[Trecho da página]:
Depois de um longo inverno sem um felino para chamar de meu, adotei dois gatinhos. Frederico e Verônica. São irmãos. Para a surpresa de ninguém, a doce Nina Simone os trata muito bem, com direito até a lambidas e beijinhos de nariz.
Assim como é bastante comum em machos de várias espécies, Frederico é destemido e burro. Minha mãe dizia que gato era bom porque já vinha pronto. Não sei, não. Acho que ela conviveu com gatos mais inteligentes do que eu.
Verônica ainda está tímida e não sabemos sua personalidade completamente, mas, até o presente momento, parece ser tão doce quanto Nina. Não sendo o enredo de Ilana Casoy e Raphael Montes (Andrea Killmore), para mim já está ótimo. Ontem, dormiram ambas no meu colo e, por muito pouco, não optei por perder o emprego do que levantar e ir trabalhar.

[Tarefas do exercício]:
- A) Segundo o trecho da página, quais são os nomes dos dois gatinhos adotados?
- B) Resuma o trecho da página em duas frases.

[Registros armazenados]
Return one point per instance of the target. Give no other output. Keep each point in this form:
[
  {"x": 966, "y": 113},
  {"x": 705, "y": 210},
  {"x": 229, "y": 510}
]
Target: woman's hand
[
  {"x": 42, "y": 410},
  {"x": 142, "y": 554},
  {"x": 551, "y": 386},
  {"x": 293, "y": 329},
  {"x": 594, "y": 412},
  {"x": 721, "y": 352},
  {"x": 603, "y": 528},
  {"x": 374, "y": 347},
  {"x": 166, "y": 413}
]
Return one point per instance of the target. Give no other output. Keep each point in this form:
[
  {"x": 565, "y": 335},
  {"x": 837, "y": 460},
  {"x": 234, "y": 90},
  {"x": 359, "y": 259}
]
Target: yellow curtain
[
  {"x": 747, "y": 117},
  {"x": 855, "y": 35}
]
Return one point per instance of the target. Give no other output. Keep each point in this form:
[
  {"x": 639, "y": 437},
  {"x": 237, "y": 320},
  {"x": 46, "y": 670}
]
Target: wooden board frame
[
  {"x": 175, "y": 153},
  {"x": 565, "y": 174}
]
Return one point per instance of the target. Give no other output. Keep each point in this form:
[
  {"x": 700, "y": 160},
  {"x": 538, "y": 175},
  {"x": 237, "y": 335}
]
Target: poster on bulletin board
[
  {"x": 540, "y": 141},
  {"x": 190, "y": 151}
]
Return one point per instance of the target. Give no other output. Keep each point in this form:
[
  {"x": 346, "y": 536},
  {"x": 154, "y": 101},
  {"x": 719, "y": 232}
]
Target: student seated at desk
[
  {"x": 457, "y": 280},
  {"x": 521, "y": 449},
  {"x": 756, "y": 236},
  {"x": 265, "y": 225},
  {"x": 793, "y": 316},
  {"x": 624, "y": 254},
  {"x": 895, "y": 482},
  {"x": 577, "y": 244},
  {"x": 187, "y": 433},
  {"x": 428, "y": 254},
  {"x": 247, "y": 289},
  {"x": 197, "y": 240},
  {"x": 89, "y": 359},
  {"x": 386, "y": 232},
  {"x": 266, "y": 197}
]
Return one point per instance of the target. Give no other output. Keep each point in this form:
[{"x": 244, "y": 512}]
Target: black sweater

[Respostas do exercício]:
- A) Frederico e Verônica.

- B) Depois de um longo inverno sem um felino, foram adotados os irmãos Frederico e Verônica, bem tratados pela doce Nina Simone. Frederico é descrito como destemido e burro, enquanto Verônica, ainda tímida, parece ser tão doce quanto Nina.